**Tasks to carry out**.
1 – Translate this sentence from the text on sorted point lists into Spanish: "Set your square a little bigger to allow for the difference, and proceed!"
2 – Please duplicate everything in the text on sorted point lists from "Sorted List" down to "5 million points.".

**Reading text**.
┏━━

As @SeverinPappadeaux points out, distance on a spheroid like Earth is not quite the same as distance on a flat plane. But so what? Set your square a little bigger to allow for the difference, and proceed!

Sorted List

This is why sorting is important. If all the points were sorted by X, then Y (or Y, then X - whatever) and you knew it, you could really speed things up. Because you could simply stop scanning when the X (or Y) coordinate got too big, and you wouldn't have to go through 5 million points.

How would that work? Same way as before, except your inner loop would have some checks like this:

five_miles = ... # Whatever math, plus an error allowance!
list_len = len(geo_points) # Don't call this 5 million times

for i, pi in enumerate(geo_points):

    if pi.close_to_another_point:
        continue   # Remember if close to an earlier point

    pi0max = pi[0] + five_miles
    pi1min = pi[1] - five_miles
    pi1max = pi[1] + five_miles

    for j in range(i+1, list_len):
        pj = geo_points[j]
        # Assumes geo_points is sorted on [0] then [1]
        if pj[0] > pi0max:
            # Can't possibly be close enough, nor any later points
            break
        if pj[1] < pi1min or pj[1] > pi1max:
            # Can't be close enough, but a later point might be
            continue

        # Now do "real" comparison using accurate functions.
        if ...:
            pi.close_to_another_point = True
            pj.close_to_another_point = True
            break

What am I doing there? First, I'm getting some numbers into local variables. Then I'm using enumerate to give me an i value and a reference to the outer point. (What you called geo_point). Then, I'm quickly checking to see if we already know that this point is close to another one.

┗━━

**Given records**.
┏━━

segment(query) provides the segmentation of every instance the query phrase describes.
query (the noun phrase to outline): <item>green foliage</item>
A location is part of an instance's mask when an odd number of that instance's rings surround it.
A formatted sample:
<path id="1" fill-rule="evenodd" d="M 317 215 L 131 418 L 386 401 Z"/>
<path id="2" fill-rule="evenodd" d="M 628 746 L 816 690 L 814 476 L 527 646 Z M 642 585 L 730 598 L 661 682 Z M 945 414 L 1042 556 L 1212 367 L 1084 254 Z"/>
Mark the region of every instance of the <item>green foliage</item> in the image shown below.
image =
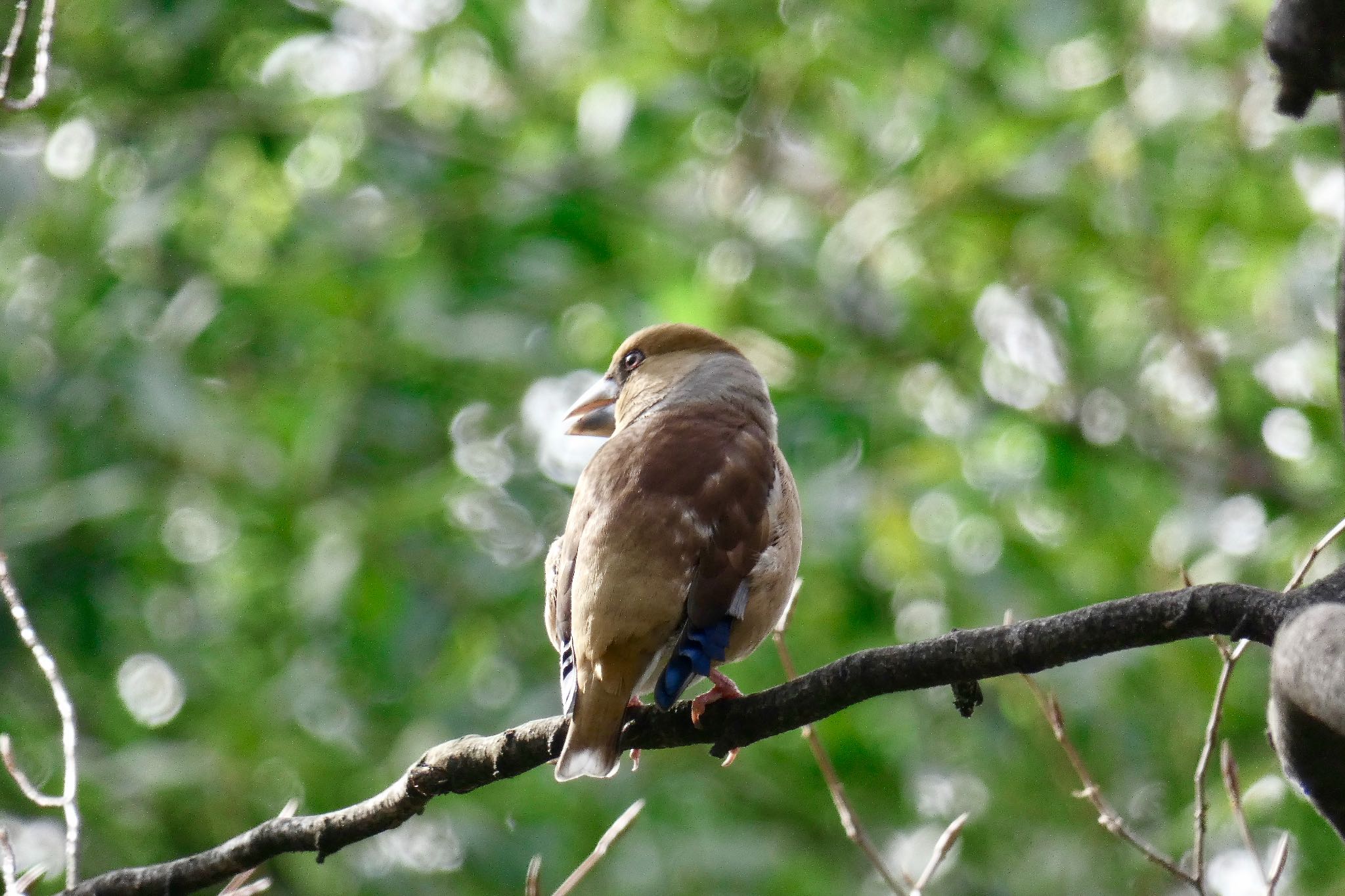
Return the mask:
<path id="1" fill-rule="evenodd" d="M 1181 567 L 1283 583 L 1341 514 L 1340 180 L 1325 110 L 1271 111 L 1266 5 L 62 4 L 54 95 L 0 118 L 0 543 L 79 708 L 86 870 L 555 713 L 541 555 L 581 450 L 555 414 L 647 322 L 772 382 L 803 668 Z M 50 699 L 9 634 L 0 662 L 50 787 Z M 1345 892 L 1278 783 L 1264 666 L 1227 716 L 1254 833 L 1293 833 L 1298 892 Z M 769 647 L 734 674 L 781 677 Z M 1176 854 L 1216 676 L 1208 643 L 1042 676 Z M 1071 799 L 1018 681 L 970 721 L 939 692 L 819 731 L 881 845 L 972 813 L 940 896 L 1170 887 Z M 541 853 L 554 885 L 638 797 L 590 892 L 878 892 L 796 736 L 728 771 L 537 771 L 272 870 L 496 893 Z M 24 864 L 55 854 L 12 787 L 0 810 Z"/>

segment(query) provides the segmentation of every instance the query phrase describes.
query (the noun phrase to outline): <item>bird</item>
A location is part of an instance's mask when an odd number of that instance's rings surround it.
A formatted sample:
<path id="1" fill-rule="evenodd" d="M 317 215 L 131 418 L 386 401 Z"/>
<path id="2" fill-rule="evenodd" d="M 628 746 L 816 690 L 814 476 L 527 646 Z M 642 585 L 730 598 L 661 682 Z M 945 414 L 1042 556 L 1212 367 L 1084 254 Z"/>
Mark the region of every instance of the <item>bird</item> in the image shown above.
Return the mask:
<path id="1" fill-rule="evenodd" d="M 629 336 L 566 412 L 607 437 L 546 556 L 545 622 L 570 719 L 557 780 L 609 778 L 627 707 L 670 708 L 701 678 L 699 723 L 742 696 L 718 666 L 745 658 L 794 598 L 799 494 L 761 373 L 690 324 Z"/>

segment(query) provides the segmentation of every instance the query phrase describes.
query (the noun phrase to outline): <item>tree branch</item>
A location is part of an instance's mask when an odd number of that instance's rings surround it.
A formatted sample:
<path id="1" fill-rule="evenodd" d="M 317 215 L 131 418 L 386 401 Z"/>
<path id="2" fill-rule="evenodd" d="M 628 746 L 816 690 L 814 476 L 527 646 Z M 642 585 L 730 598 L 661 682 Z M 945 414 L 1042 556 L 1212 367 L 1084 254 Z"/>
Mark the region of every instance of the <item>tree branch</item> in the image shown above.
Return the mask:
<path id="1" fill-rule="evenodd" d="M 955 681 L 1034 673 L 1118 650 L 1224 634 L 1270 643 L 1293 613 L 1313 603 L 1345 603 L 1345 572 L 1284 595 L 1247 584 L 1202 584 L 1142 594 L 1013 625 L 842 657 L 787 684 L 706 708 L 701 727 L 690 704 L 667 712 L 628 711 L 621 747 L 659 750 L 714 744 L 722 756 L 765 737 L 824 719 L 884 693 L 948 686 Z M 430 748 L 383 793 L 323 815 L 274 818 L 233 840 L 159 865 L 113 870 L 71 896 L 188 893 L 289 852 L 323 857 L 397 827 L 441 794 L 465 794 L 514 778 L 560 755 L 566 720 L 538 719 L 491 736 L 468 735 Z"/>

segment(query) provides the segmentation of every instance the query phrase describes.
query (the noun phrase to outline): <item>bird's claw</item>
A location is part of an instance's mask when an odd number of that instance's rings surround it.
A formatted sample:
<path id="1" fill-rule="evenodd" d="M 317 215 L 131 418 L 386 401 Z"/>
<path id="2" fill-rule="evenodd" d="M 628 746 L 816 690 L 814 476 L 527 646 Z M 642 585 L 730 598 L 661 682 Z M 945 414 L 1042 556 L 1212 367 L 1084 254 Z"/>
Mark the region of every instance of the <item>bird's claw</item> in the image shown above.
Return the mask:
<path id="1" fill-rule="evenodd" d="M 701 716 L 705 715 L 705 708 L 712 703 L 718 703 L 720 700 L 737 700 L 742 696 L 738 686 L 733 684 L 733 678 L 728 677 L 718 669 L 710 669 L 710 681 L 714 682 L 714 686 L 691 701 L 691 724 L 697 728 L 701 727 Z M 732 762 L 732 759 L 729 762 Z M 729 762 L 725 762 L 724 764 L 729 764 Z"/>

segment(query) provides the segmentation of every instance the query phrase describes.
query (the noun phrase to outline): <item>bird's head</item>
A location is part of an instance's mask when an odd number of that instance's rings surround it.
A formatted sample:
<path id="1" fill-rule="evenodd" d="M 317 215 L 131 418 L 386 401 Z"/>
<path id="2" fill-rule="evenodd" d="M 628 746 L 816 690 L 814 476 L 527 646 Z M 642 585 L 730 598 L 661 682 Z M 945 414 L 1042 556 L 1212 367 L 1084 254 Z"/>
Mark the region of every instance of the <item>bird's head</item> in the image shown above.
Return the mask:
<path id="1" fill-rule="evenodd" d="M 658 324 L 621 343 L 566 412 L 565 431 L 612 435 L 655 406 L 718 399 L 771 407 L 761 375 L 732 343 L 690 324 Z"/>

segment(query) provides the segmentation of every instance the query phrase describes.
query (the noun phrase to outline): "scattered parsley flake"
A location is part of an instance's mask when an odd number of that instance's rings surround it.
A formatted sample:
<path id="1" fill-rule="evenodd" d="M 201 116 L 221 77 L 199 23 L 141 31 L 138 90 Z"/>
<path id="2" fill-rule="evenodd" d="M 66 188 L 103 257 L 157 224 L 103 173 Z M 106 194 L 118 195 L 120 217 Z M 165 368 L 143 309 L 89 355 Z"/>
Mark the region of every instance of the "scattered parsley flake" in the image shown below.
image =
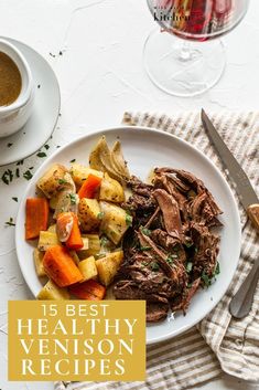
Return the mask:
<path id="1" fill-rule="evenodd" d="M 159 268 L 160 268 L 160 266 L 159 266 L 158 263 L 152 263 L 152 264 L 151 264 L 151 270 L 152 270 L 152 271 L 159 271 Z"/>
<path id="2" fill-rule="evenodd" d="M 166 263 L 168 263 L 168 264 L 172 264 L 172 263 L 173 263 L 172 255 L 169 255 L 169 256 L 168 256 L 168 259 L 166 259 Z"/>
<path id="3" fill-rule="evenodd" d="M 36 157 L 43 158 L 43 157 L 46 157 L 46 154 L 45 154 L 45 151 L 39 151 L 36 154 Z"/>
<path id="4" fill-rule="evenodd" d="M 185 266 L 186 273 L 190 274 L 190 272 L 193 270 L 193 263 L 192 262 L 187 262 L 186 266 Z"/>
<path id="5" fill-rule="evenodd" d="M 218 275 L 218 274 L 220 274 L 220 266 L 219 266 L 219 263 L 217 262 L 216 268 L 214 271 L 214 275 Z"/>
<path id="6" fill-rule="evenodd" d="M 151 234 L 151 230 L 143 228 L 143 226 L 140 228 L 140 231 L 141 231 L 141 233 L 143 233 L 144 235 L 148 235 L 148 236 Z"/>
<path id="7" fill-rule="evenodd" d="M 151 246 L 140 246 L 140 251 L 150 251 Z"/>
<path id="8" fill-rule="evenodd" d="M 32 167 L 33 168 L 33 167 Z M 30 168 L 29 168 L 30 169 Z M 32 177 L 33 177 L 33 175 L 32 175 L 32 172 L 30 171 L 30 170 L 26 170 L 24 173 L 23 173 L 23 177 L 24 177 L 24 179 L 26 179 L 26 180 L 31 180 L 32 179 Z"/>
<path id="9" fill-rule="evenodd" d="M 65 179 L 58 179 L 58 185 L 65 185 L 67 181 Z"/>
<path id="10" fill-rule="evenodd" d="M 9 221 L 7 221 L 4 224 L 6 224 L 6 226 L 15 226 L 15 223 L 13 222 L 13 218 L 12 217 L 10 217 Z"/>
<path id="11" fill-rule="evenodd" d="M 212 278 L 206 274 L 205 271 L 203 271 L 203 273 L 202 273 L 202 280 L 203 280 L 206 287 L 211 286 Z"/>

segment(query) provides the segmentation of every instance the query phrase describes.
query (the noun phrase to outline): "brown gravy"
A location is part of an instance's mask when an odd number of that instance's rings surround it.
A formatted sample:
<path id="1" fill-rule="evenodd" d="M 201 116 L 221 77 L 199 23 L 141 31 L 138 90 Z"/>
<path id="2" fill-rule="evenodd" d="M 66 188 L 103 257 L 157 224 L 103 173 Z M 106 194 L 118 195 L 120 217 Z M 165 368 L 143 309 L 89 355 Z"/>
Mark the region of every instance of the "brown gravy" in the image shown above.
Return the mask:
<path id="1" fill-rule="evenodd" d="M 9 106 L 20 95 L 22 77 L 17 64 L 0 52 L 0 106 Z"/>

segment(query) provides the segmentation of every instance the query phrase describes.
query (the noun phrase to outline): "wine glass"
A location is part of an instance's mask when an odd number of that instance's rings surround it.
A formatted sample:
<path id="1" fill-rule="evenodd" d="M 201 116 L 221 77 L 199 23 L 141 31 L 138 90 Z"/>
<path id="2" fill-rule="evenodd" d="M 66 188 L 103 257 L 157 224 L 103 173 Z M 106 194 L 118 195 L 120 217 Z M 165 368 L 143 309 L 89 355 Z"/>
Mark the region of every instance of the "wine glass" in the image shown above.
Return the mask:
<path id="1" fill-rule="evenodd" d="M 214 86 L 226 65 L 215 40 L 245 17 L 249 0 L 148 0 L 160 24 L 144 44 L 144 67 L 152 82 L 176 96 L 194 96 Z M 181 39 L 180 39 L 181 38 Z"/>

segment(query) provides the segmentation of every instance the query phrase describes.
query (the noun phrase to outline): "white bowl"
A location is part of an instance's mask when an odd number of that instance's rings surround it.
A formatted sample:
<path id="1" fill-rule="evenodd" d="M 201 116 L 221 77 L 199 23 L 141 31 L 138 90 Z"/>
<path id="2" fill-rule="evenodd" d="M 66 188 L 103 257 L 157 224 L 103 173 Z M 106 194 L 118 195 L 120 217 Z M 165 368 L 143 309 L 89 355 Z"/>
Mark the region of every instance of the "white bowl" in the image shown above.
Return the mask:
<path id="1" fill-rule="evenodd" d="M 20 130 L 32 114 L 34 85 L 31 70 L 22 53 L 8 41 L 0 39 L 0 52 L 6 53 L 17 64 L 22 78 L 18 98 L 8 106 L 0 106 L 0 138 Z"/>

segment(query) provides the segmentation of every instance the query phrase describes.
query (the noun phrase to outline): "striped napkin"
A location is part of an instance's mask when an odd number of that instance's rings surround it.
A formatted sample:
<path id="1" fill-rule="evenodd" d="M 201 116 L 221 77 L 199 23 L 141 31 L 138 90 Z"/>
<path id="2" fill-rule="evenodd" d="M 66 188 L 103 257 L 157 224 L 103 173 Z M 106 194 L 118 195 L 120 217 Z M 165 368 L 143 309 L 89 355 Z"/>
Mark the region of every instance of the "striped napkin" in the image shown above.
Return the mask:
<path id="1" fill-rule="evenodd" d="M 259 188 L 259 113 L 209 115 L 231 152 Z M 207 139 L 199 114 L 166 115 L 126 113 L 123 124 L 149 126 L 172 133 L 204 151 L 223 170 Z M 235 193 L 235 189 L 234 193 Z M 238 198 L 236 197 L 237 201 Z M 238 201 L 239 203 L 239 201 Z M 56 382 L 56 390 L 182 390 L 218 377 L 223 371 L 245 379 L 259 380 L 259 286 L 249 315 L 235 320 L 228 312 L 255 261 L 258 261 L 258 236 L 239 203 L 242 223 L 242 250 L 233 283 L 216 308 L 196 327 L 171 341 L 149 346 L 145 382 Z M 230 253 L 229 253 L 230 256 Z"/>

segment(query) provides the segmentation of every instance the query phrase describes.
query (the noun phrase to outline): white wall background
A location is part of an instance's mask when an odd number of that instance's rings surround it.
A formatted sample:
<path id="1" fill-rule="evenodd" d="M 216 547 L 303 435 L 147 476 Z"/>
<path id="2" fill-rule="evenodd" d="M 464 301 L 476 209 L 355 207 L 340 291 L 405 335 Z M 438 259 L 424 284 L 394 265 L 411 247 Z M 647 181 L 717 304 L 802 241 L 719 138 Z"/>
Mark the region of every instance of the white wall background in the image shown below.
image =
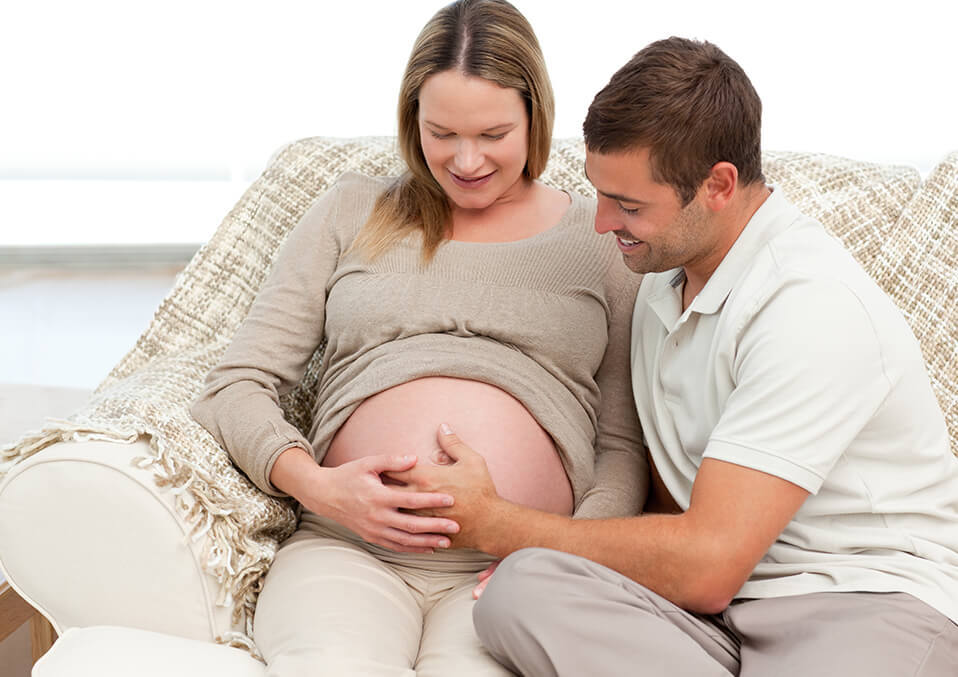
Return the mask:
<path id="1" fill-rule="evenodd" d="M 3 0 L 0 246 L 201 242 L 278 146 L 395 133 L 413 39 L 443 0 Z M 764 145 L 929 171 L 958 149 L 954 0 L 515 0 L 557 136 L 635 51 L 716 42 Z"/>

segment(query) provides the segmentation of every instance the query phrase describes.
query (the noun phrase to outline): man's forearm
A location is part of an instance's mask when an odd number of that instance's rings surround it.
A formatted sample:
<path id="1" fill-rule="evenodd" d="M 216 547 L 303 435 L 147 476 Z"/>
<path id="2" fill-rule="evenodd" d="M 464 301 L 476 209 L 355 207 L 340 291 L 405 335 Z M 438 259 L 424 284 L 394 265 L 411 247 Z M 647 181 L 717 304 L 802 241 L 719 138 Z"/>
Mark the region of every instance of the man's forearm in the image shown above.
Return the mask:
<path id="1" fill-rule="evenodd" d="M 529 547 L 550 548 L 588 558 L 641 583 L 690 611 L 717 613 L 737 583 L 720 580 L 715 560 L 723 544 L 694 533 L 686 515 L 646 514 L 602 520 L 562 515 L 496 501 L 477 530 L 484 552 L 506 557 Z"/>

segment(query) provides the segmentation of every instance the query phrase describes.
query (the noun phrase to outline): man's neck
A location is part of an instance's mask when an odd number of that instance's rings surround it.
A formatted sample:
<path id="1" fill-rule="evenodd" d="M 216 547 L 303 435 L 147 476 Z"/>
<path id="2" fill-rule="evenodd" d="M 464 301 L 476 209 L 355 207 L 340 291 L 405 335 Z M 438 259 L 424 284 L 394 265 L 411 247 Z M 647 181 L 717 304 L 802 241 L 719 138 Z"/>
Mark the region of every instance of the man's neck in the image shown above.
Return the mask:
<path id="1" fill-rule="evenodd" d="M 712 277 L 719 265 L 725 260 L 732 245 L 738 240 L 739 235 L 745 230 L 745 226 L 755 216 L 768 196 L 772 194 L 772 189 L 765 184 L 756 184 L 742 189 L 737 197 L 736 204 L 730 204 L 728 209 L 722 214 L 716 214 L 715 218 L 721 220 L 721 226 L 718 229 L 719 238 L 715 246 L 700 261 L 693 264 L 687 264 L 685 270 L 685 284 L 682 287 L 682 311 L 684 312 L 692 301 L 698 296 L 699 292 L 705 288 L 709 279 Z"/>

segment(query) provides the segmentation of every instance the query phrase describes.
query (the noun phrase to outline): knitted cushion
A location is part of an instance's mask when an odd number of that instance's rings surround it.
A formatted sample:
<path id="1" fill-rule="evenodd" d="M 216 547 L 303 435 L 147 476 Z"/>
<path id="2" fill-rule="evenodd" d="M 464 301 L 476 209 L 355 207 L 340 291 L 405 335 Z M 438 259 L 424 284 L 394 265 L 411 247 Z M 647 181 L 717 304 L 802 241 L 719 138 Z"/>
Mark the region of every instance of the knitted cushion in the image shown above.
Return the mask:
<path id="1" fill-rule="evenodd" d="M 911 167 L 890 167 L 818 153 L 769 152 L 765 177 L 818 219 L 871 272 L 892 226 L 921 183 Z"/>
<path id="2" fill-rule="evenodd" d="M 871 272 L 918 337 L 958 454 L 958 152 L 905 207 Z"/>

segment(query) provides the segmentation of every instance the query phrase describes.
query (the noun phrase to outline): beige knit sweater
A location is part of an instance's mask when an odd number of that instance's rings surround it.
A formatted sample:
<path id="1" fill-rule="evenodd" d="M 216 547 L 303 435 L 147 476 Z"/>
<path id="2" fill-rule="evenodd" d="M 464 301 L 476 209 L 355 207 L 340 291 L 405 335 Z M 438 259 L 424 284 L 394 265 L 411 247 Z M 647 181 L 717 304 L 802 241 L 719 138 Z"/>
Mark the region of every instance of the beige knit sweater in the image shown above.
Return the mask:
<path id="1" fill-rule="evenodd" d="M 374 262 L 350 244 L 388 180 L 346 175 L 294 229 L 191 412 L 261 489 L 294 444 L 317 461 L 377 392 L 425 376 L 497 386 L 556 442 L 577 516 L 634 514 L 648 469 L 629 378 L 639 276 L 574 194 L 553 228 L 509 243 L 444 243 L 423 265 L 413 235 Z M 308 439 L 279 397 L 326 339 Z"/>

┗━━

**Answers by item number**.
1 – ¡Haz tu cuadrado un poco más grande para compensar la diferencia y continúa!

2 –
Sorted List

This is why sorting is important. If all the points were sorted by X, then Y (or Y, then X - whatever) and you knew it, you could really speed things up. Because you could simply stop scanning when the X (or Y) coordinate got too big, and you wouldn't have to go through 5 million points.